▶ TASK DESCRIPTION
Extract each record and reproduce it exactly.

▶ DATA RECORDS

# # # # # # #

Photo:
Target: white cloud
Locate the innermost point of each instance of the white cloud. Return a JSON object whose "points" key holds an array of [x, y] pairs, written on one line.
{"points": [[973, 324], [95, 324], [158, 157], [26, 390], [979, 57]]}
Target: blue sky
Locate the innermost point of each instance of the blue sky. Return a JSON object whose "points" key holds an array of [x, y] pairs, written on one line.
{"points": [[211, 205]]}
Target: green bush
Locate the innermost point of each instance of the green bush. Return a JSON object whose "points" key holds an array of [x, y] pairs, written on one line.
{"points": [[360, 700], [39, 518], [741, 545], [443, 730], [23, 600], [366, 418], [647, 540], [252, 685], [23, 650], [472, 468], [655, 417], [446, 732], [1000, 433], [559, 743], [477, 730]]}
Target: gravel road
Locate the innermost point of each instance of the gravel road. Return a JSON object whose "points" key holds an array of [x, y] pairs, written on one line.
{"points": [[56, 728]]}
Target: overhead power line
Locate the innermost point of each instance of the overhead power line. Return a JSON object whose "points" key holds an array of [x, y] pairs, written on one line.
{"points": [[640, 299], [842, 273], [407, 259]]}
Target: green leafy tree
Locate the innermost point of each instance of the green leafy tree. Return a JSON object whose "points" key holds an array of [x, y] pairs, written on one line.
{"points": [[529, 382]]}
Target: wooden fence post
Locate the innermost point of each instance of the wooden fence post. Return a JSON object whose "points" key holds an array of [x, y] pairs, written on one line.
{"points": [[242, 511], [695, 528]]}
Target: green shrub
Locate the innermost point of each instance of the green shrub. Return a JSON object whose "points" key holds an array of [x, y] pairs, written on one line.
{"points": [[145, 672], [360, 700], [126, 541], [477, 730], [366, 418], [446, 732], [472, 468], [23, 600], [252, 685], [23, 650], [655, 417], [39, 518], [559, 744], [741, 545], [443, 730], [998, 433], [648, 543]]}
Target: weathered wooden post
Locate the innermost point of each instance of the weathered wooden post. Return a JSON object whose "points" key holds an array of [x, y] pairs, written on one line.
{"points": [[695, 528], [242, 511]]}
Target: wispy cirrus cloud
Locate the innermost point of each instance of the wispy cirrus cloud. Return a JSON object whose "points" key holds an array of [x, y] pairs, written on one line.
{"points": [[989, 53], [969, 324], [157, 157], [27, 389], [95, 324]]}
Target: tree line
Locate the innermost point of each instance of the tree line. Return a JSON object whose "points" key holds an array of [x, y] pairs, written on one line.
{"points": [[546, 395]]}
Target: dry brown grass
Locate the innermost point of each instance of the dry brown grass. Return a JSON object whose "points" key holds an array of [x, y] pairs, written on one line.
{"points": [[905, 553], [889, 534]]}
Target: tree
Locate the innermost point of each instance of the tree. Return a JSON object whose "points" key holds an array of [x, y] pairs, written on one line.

# # # # # # #

▶ RESULT FOR THIS EXERCISE
Photo:
Target: white cloud
Locate the innermost point of each instance of the white cloud. Return a JSON object whose "points" key holds an array of [x, y] pairs, written on one line.
{"points": [[973, 324], [95, 324], [158, 157], [26, 390], [979, 57]]}
Target: blue sky
Locate the innermost point of each instance of the blue sky. Return a JSON object whose "points" key holds an array of [x, y] pairs, written on one line.
{"points": [[211, 205]]}
Target: green bush
Locate the innermost point of each instance of the green bush. Return a JSON object whose "points" key holds an array of [x, y] pairs, written on one line.
{"points": [[360, 700], [39, 518], [741, 545], [443, 730], [23, 600], [366, 418], [647, 540], [252, 685], [23, 650], [472, 468], [655, 417], [446, 732], [1000, 433], [559, 743], [477, 730]]}
Target: gravel road
Locate the innermost point of each instance of the gravel road. Return a JSON object whose "points" key holds an array of [x, y] pairs, written on one line.
{"points": [[56, 728]]}
Target: overhead power line
Locate the innermost point of each instance of the overhead power line. Return a JSON object whose "points" key holds an array of [x, y] pairs, written on one line.
{"points": [[640, 299], [842, 273], [407, 259]]}
Target: green leafy tree
Locate the innermost point of each instance of the green leafy tree. Return a JSON object whose "points" key holds an array of [x, y] pairs, written on one line.
{"points": [[529, 382]]}
Target: wooden fence post
Locate the innermost point of each instance of the wooden fence post. Return a JSON object whose "points" key holds an array of [x, y] pairs, written on one line.
{"points": [[242, 511], [695, 528]]}
Target: green shrub
Locate the innermost point of each instance of the green shrub. Return a JSON object whose "points" key holds an array of [x, y] pairs, written on one line.
{"points": [[145, 672], [360, 700], [126, 541], [477, 730], [366, 418], [446, 732], [472, 468], [23, 600], [252, 685], [23, 650], [655, 417], [39, 518], [559, 744], [741, 545], [443, 730], [998, 433], [648, 543]]}
Target: weathered wooden post
Locate the innermost point of each instance of the weathered wooden post. Return a JSON object whose "points" key holds an array of [x, y] pairs, written on one line.
{"points": [[695, 528], [242, 511]]}
Target: wispy cirrus cloud
Locate the innermost point of each instance of the wispy cirrus cloud. Return a JSON object whose "points" key holds an array of [x, y] pairs, written on one line.
{"points": [[989, 53], [969, 324], [157, 157], [27, 389], [95, 324]]}
Target: tree line
Locate the innermost point of each instance of the tree line. Return a JSON object whose "points" key holds an array of [x, y] pairs, written on one line.
{"points": [[546, 395]]}
Target: dry brown grass
Locate the innermost point of each instance of the dry brown grass. Return a JSON object whose "points" key holds an array of [x, y] pairs, written on one line.
{"points": [[905, 553], [889, 534]]}
Target: tree
Locate the innermost point of each instance of the tree. Return a JSON object whose "points" key holds an array of [x, y] pairs, written on one line.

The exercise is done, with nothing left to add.